Re: [Paddlewise] BCU kayak entry & exit

From: ralph diaz <rdiaz_at_ix.netcom.com>
Date: Fri, 21 Apr 2000 10:03:31 -0700
I like to address the issue of using a paddle to get into or exit your
boat.

First, some general principles:

1. It is best to avoid using your paddle and to develop other ways of
getting in and out.  That is not to say not to use your paddle but
rather try to minimize using this crutch.

2. If you must use a paddle behind you to exit/enter than place only
minimum pressure on the shaft.  The paddle is just an auxiliary aid for
better balance in exiting/entering and not to be used to hold your total
weight as some people do with the paddle.  (It is similar to using a
paddle float rescue where the less weight you put on the outrigged
paddle, the better off you are in getting back in.)  Consider the hand
placement of your outboard hand. Breakage is most likely to occur near
the blade and results from having the outboard hand too close to your
boat and the resulting long lever putting excessive breaking force at
the outboard blade end.  If entering off a beach, you may want the
outboard hand to be well into the water and close-ish to the blade.

INSTRUCTION 1 –
According to the message on kayak entry and exit, why is a paddle used behind the paddler most likely to break near the blade? Answer in one to three sentences.
INSTRUCTION 2 –
Reproduce the passage of the message on kayak entry and exit that opens with the words containing "First, some general" and closes with "using this crutch.".

DATA SHOWN –

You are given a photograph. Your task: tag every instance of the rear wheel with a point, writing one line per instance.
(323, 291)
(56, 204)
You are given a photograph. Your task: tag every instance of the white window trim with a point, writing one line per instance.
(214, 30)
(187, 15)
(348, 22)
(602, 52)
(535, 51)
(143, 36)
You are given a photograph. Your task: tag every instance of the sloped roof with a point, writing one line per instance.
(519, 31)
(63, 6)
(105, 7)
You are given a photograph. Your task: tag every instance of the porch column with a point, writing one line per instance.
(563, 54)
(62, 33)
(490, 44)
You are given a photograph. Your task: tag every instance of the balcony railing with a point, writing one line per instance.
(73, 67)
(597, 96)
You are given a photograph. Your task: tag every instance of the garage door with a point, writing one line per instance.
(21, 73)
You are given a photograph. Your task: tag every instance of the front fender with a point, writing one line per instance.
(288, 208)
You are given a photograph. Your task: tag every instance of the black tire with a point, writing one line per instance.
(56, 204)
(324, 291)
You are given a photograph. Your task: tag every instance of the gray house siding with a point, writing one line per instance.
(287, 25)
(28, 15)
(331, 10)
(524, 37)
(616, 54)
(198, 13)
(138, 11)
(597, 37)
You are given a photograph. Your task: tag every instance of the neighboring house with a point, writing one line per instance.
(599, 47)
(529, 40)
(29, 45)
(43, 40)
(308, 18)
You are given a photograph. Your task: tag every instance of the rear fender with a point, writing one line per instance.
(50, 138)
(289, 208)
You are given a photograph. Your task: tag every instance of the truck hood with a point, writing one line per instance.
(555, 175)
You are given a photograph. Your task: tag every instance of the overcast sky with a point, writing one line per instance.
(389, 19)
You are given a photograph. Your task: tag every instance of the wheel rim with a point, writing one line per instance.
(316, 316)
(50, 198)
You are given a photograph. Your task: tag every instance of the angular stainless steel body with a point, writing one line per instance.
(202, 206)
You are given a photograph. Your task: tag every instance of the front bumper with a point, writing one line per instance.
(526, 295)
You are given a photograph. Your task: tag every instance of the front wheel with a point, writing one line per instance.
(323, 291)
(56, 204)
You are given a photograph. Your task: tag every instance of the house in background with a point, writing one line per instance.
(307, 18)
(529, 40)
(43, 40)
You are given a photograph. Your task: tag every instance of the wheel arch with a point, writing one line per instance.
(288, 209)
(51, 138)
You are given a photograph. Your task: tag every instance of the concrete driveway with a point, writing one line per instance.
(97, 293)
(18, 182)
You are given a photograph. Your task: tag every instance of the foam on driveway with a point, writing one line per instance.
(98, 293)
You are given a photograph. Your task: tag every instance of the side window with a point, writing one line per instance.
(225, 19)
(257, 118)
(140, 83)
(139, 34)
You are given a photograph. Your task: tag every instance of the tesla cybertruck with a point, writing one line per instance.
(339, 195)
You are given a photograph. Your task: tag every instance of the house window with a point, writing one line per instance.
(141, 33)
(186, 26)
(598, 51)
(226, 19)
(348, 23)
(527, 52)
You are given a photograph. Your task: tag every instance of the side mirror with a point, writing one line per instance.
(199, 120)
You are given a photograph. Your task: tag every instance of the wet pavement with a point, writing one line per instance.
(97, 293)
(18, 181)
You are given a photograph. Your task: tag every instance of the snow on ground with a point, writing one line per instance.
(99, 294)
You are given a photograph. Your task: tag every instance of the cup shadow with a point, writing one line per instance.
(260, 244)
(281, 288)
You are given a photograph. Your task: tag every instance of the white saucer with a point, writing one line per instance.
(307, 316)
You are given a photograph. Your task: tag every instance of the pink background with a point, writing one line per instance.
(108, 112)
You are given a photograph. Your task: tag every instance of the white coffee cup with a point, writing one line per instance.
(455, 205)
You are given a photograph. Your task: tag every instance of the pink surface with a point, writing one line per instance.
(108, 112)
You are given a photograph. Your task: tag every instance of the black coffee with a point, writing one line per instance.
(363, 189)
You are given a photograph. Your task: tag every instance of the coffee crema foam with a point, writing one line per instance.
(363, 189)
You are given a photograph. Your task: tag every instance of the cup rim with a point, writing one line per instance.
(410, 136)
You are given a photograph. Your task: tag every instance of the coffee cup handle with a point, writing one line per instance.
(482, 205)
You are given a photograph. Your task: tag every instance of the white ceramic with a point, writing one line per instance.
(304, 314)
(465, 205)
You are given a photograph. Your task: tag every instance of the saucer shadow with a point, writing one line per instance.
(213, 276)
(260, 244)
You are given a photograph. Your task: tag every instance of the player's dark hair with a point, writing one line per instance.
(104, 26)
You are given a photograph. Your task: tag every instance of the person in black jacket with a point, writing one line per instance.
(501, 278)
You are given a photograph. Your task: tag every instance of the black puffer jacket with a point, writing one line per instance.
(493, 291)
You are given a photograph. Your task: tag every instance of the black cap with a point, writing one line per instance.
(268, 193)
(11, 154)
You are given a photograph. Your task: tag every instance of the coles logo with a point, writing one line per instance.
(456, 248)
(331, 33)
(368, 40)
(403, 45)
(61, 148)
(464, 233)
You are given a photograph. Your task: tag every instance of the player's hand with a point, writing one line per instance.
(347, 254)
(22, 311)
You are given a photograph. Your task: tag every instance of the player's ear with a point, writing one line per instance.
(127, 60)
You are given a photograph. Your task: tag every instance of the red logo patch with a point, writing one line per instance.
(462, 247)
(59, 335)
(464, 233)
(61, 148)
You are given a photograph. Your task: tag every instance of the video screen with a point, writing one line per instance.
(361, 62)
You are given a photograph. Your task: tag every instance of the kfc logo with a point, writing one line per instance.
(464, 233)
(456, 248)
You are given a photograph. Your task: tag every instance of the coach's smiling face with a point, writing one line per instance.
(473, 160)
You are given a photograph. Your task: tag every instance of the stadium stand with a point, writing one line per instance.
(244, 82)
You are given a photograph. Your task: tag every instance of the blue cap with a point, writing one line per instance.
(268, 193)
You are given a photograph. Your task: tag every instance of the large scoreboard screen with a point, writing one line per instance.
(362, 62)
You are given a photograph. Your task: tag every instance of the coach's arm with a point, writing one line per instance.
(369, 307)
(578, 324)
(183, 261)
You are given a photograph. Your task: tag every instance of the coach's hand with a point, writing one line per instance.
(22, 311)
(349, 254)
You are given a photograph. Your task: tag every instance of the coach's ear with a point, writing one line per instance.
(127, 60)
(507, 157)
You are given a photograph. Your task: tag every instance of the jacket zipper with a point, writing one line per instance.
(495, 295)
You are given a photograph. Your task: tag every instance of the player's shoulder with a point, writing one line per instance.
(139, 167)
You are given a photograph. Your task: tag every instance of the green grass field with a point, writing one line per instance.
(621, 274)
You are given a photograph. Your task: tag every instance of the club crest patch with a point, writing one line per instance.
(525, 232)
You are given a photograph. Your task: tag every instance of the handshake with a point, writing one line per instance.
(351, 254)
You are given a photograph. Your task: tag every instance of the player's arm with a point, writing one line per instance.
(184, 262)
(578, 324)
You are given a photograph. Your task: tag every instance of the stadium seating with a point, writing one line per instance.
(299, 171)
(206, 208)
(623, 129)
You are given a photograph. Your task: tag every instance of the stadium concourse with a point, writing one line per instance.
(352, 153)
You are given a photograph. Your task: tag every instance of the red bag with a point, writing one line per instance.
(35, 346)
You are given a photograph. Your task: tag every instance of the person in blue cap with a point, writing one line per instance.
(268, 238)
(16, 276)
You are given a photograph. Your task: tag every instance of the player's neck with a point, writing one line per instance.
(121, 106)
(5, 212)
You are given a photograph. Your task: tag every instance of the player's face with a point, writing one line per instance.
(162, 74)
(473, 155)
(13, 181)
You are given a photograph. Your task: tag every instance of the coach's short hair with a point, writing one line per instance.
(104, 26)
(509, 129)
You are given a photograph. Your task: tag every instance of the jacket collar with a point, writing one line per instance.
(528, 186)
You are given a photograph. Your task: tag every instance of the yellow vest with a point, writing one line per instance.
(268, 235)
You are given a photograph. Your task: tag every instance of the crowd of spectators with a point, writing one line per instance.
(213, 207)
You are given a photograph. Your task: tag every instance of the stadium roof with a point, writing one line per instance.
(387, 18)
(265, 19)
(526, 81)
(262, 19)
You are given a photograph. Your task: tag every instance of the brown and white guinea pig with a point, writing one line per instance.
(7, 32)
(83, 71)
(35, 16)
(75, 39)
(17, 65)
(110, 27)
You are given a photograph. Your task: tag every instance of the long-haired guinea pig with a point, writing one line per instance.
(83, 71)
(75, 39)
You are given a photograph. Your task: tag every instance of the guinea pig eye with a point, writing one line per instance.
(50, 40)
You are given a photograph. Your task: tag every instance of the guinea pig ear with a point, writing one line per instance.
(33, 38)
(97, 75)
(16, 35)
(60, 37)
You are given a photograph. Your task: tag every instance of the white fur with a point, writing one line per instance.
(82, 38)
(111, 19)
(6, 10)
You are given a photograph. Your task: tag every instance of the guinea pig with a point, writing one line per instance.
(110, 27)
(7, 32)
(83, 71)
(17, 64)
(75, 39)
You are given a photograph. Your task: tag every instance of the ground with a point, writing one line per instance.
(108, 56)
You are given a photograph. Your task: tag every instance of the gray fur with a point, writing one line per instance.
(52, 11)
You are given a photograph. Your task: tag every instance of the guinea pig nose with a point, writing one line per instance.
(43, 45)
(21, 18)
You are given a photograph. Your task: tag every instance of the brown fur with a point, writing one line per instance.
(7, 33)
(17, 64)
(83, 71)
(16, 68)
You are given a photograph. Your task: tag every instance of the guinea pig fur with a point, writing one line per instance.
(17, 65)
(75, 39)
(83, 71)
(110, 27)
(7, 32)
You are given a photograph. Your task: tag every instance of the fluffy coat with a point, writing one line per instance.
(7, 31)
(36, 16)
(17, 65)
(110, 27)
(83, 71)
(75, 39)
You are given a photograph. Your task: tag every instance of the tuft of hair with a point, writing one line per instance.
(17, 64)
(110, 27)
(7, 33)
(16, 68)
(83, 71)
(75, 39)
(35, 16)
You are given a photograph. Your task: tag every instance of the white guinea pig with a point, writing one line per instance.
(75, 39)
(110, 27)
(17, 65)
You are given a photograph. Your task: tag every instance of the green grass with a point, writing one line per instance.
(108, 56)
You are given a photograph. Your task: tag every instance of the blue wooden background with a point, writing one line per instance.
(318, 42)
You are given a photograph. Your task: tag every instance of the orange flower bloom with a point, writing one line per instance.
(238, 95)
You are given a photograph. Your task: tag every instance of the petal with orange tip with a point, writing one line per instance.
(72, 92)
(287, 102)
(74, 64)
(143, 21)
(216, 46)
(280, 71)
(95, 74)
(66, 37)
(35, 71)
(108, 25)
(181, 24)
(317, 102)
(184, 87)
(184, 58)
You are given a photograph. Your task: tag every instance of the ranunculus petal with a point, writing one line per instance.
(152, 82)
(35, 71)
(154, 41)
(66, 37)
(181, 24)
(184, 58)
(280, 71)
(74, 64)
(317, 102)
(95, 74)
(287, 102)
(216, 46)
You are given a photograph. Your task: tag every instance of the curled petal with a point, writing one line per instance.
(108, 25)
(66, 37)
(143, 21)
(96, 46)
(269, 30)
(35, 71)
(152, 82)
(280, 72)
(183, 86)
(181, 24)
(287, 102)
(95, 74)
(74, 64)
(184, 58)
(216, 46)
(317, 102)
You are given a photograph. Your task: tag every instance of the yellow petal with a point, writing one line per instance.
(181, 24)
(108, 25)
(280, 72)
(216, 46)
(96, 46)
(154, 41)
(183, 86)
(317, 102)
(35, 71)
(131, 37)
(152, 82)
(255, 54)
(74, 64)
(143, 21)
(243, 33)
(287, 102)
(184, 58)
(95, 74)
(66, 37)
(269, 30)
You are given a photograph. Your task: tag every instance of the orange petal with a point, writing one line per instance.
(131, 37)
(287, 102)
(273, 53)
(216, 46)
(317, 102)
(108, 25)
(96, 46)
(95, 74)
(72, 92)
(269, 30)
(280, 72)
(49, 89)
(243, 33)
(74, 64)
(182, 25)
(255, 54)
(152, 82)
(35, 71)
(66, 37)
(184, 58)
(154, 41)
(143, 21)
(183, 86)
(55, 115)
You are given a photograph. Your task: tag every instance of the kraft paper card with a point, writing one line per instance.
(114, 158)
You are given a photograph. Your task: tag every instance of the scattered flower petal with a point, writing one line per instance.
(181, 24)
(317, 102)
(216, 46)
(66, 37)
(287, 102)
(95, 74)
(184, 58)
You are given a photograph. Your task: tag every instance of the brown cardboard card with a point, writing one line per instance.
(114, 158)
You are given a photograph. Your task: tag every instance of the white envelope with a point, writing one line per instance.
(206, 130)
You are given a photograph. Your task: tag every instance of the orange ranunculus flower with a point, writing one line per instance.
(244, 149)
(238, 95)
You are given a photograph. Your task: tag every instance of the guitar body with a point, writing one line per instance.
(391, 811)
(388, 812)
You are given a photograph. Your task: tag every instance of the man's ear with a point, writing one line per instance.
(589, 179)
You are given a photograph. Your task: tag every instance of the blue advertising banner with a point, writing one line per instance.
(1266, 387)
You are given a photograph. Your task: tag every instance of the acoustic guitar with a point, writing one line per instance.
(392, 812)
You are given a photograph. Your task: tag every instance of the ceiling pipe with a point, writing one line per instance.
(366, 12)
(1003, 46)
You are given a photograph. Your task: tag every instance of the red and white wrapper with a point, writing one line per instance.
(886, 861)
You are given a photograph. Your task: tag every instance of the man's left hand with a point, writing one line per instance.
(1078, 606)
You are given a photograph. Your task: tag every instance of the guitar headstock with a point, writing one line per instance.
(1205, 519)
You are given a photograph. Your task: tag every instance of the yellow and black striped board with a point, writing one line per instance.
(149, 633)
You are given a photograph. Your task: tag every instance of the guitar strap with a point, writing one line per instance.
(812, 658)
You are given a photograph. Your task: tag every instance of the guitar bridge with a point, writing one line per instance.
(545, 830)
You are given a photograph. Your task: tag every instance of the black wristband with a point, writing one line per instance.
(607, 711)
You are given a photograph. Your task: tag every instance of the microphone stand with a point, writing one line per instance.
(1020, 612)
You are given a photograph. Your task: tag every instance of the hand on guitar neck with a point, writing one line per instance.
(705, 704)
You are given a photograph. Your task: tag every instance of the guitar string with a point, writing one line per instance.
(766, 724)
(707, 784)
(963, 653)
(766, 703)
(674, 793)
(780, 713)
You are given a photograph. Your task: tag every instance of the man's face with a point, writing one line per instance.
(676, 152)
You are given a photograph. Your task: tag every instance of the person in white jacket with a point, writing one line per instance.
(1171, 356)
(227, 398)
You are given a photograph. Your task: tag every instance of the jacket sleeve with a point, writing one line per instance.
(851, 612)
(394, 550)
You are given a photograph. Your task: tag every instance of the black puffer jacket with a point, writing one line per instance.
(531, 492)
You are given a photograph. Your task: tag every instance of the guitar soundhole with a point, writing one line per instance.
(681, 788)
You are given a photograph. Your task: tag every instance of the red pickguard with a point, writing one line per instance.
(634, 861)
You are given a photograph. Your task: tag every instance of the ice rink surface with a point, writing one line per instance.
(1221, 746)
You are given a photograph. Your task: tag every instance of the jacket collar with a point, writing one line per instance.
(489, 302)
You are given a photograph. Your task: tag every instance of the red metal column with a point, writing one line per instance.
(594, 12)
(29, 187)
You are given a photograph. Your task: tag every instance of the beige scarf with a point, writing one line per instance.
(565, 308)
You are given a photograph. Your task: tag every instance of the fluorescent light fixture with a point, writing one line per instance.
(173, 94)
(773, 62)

WORKED ANSWER 1 –
Breakage near the blade results from placing the outboard hand too close to the boat. This creates a long lever that puts excessive breaking force at the outboard blade end.

WORKED ANSWER 2 –
First, some general principles:

1. It is best to avoid using your paddle and to develop other ways of
getting in and out.  That is not to say not to use your paddle but
rather try to minimize using this crutch.